§ WORK TO DO
Reproduce the lines below word for word, leaving the pictures out.

══ DATA SHOWN ══

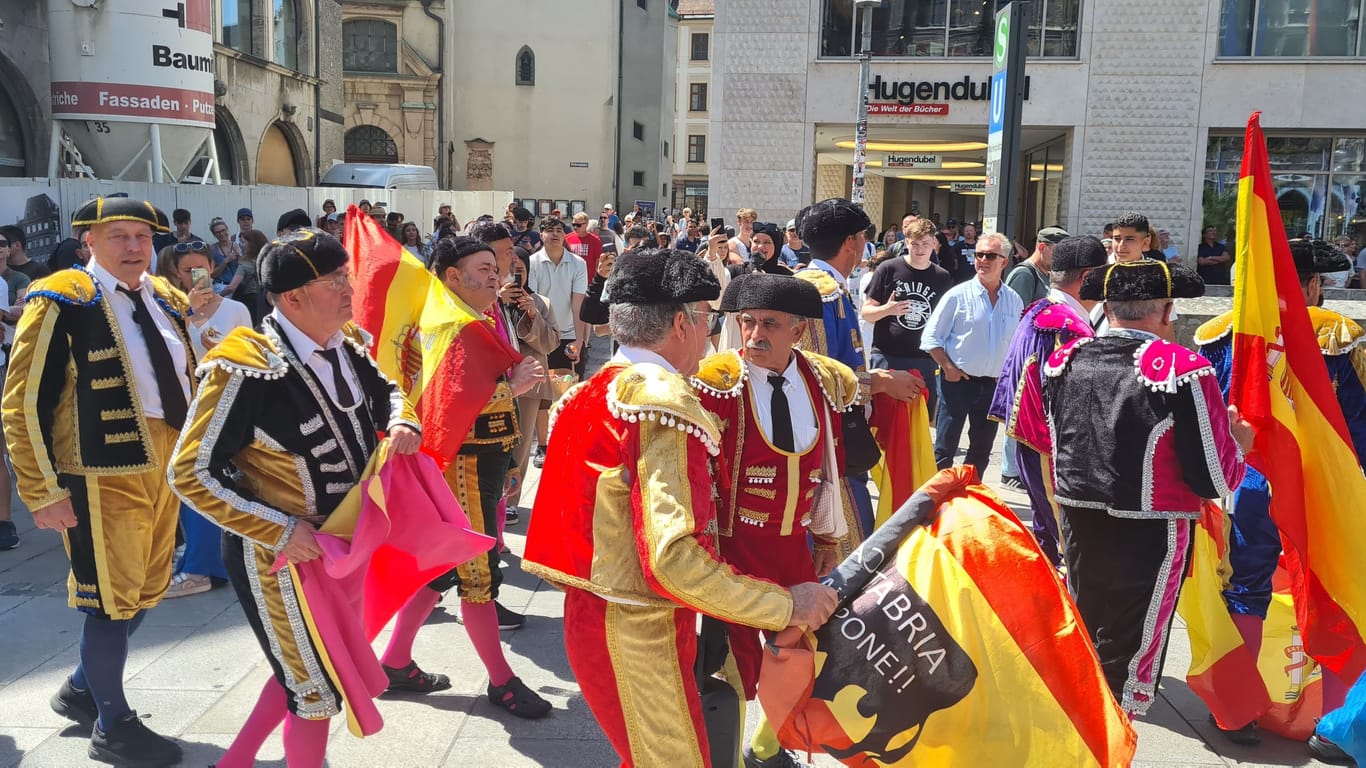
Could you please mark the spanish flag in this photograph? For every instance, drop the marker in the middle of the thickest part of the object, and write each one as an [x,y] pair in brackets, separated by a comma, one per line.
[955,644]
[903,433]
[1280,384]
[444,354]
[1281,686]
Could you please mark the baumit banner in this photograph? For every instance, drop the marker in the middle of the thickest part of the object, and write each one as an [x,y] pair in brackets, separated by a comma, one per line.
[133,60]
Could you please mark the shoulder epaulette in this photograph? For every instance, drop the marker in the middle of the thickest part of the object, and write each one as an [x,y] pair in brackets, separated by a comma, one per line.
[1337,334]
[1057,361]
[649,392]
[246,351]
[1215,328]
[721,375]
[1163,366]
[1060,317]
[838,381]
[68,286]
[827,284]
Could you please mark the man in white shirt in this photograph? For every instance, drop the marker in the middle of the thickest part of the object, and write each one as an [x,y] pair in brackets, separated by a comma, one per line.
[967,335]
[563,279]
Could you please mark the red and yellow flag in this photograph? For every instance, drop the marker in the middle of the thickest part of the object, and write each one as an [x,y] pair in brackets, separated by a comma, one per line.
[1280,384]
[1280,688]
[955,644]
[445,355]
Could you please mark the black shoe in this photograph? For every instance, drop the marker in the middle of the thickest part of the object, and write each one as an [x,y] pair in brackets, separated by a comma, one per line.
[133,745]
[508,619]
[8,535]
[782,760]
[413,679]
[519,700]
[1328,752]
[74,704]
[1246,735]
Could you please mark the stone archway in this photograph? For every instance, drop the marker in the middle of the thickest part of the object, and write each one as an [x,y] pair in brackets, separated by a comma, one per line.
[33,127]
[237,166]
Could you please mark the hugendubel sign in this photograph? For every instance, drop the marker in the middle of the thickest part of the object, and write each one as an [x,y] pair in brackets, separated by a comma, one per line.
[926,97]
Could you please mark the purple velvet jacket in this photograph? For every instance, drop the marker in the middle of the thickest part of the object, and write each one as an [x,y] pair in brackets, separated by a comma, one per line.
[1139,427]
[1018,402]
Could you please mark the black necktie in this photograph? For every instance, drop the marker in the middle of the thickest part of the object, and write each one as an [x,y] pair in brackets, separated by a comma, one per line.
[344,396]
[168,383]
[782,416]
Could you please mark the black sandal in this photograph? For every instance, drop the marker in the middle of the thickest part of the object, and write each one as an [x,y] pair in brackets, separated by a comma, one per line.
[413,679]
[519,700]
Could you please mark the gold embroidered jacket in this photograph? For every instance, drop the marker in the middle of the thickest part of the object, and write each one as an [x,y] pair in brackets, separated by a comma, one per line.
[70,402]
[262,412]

═══

§ ANSWER FOR THIS EXERCISE
Could you please mark the spanish flag in this photograph? For every instance, drop the marker in the middle of the thickest part of the object, and write each one as an [x,y] pair in brackets, separated by a comma, one per line.
[955,644]
[903,433]
[1280,384]
[444,354]
[1281,686]
Could you please mark the baumit banner in this photograph? For every instance, drop the marker in the middle of the thickest part of the object, and write each one as an [x,y] pair in brackets, separated by a comma, one per line.
[133,60]
Could you please mark the shoulder epaulette in this photograph? For every instance, drop the marker in the middle of the thickest part of the object, and write each one as an [x,y] pair in brackets, separated by a comma, one per line.
[1337,334]
[1057,361]
[649,392]
[246,351]
[1215,328]
[721,375]
[1163,366]
[1060,317]
[838,381]
[68,286]
[827,284]
Could you please mark the man in white shirt in this photograph? For every instance, drop the marker in the middle of the thickest part of the object, and write each one as an [x,y] pair in brackets, separated by a comma, one per line.
[967,335]
[563,279]
Could you please mark the red and yellow flag in this photograph? For every instance, drop the marker in the middle of the thickest part of the object, and write each one as an [x,y] pair in brackets, separated by a comma, one per line.
[1280,384]
[1280,688]
[955,644]
[445,355]
Could you please mark the black shoe in this photograph? For every instance, drop the marker in the middle of the thickest part of the object, and write each one as an [x,y] pair in brackets, separated by a comma, one per line.
[133,745]
[508,619]
[8,535]
[782,760]
[413,679]
[519,700]
[1328,752]
[74,704]
[1246,735]
Could you please mark the stone archway in this photograph? For every instance, drop the marker in the middle of the thickest part of the object, and write each one as an [x,y] pair in brackets, separated by a comma, one per line.
[33,127]
[237,166]
Could you please mark the hugendubel sign in this photograph? For every instance, drop the marker in the middle of the thickest part of the object, and write each one as an [x,y] pair in brackets, separated by a comma, one per line.
[926,97]
Could you please mark the purple velvet jacket in this photograph? For every instance, drop the marker in the middle of the thickest part of the object, and write each one as an [x,y] pair in brackets, separated by a comma, one per line.
[1139,427]
[1018,402]
Could you please mark the black necktie in this photograph? For every instance, drop the marker in the middle of the thickest part of the object, and write each one as an [x,y] pair in brackets, separated by a comma, one per line.
[344,396]
[168,383]
[782,416]
Could you please mark the black sandal in this photograph? For every instance, drop the marker in the middle of the thickest part of the object, and write each one as an [x,y] pair in brackets, separated by a comma, one per line.
[413,679]
[519,700]
Could you please mark the gold embroidered jacket in this photograph? For every instance, drop the marker in the middle of the thickest part of the object, and write each one as an [x,y] pair in brackets, separated by a comma, one per line.
[70,402]
[262,412]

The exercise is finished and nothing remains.